Your goal:
Strip the pictures and reproduce the rest of the listing exactly.

Dataset excerpts:
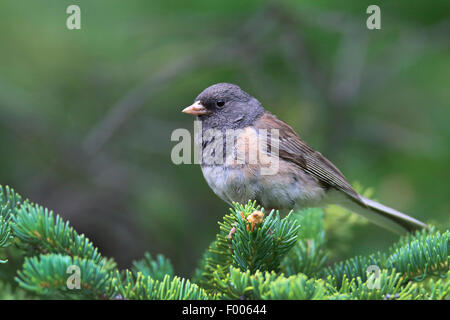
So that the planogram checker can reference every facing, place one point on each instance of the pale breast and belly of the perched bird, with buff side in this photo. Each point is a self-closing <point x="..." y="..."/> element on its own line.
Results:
<point x="238" y="173"/>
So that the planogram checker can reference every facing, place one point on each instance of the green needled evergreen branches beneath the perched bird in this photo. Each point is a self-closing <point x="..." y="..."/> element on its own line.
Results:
<point x="244" y="262"/>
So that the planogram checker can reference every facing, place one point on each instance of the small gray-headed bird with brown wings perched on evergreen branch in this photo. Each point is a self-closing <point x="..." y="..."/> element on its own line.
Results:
<point x="304" y="177"/>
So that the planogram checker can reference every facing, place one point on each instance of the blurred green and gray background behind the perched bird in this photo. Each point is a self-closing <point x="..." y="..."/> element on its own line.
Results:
<point x="86" y="115"/>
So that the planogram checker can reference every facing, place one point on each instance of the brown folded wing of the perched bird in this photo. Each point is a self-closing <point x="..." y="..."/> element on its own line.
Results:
<point x="292" y="148"/>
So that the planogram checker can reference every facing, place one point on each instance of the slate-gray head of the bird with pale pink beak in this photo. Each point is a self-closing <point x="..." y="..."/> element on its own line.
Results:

Solution:
So that the planogram checker can reference every facing, place one point on each instance of the pale breast and belly of the perched bird, with buff side in this photo. Each point is a self-closing <point x="..." y="..."/> element on its own line.
Results:
<point x="238" y="173"/>
So that the planogram checker can reference every facing, place one point on each instance of the green needled evergreen branches beneath the perched bird in this photo. Each point is a self-closing <point x="..." y="..."/> element on its own line.
Results:
<point x="244" y="262"/>
So that the planogram checker can reference every facing, place one point on each instance of the small gray-headed bird with brown wings perched on evergreen branch in this photo. Each point is a self-closing <point x="..." y="..."/> element on its own line.
Results:
<point x="304" y="177"/>
So that the planogram checker can reference every facing, place one point on each instance of the blurred green and gray background behind the perched bird in this photo. Each point is a self-closing <point x="..." y="..."/> element on its own line.
Results:
<point x="86" y="115"/>
So that the planogram checker can reference every facing, place one point on each instance of the brown folded wing of the perched bird in this photo. Each point is a self-closing <point x="..." y="..."/> element on its own line.
Results:
<point x="292" y="148"/>
So that the planogram checker can reference every facing, place one point on each instance of the slate-gray head of the bird with pale pink beak in this photo. Each point is a self-closing <point x="..." y="..."/> element on its own line.
Results:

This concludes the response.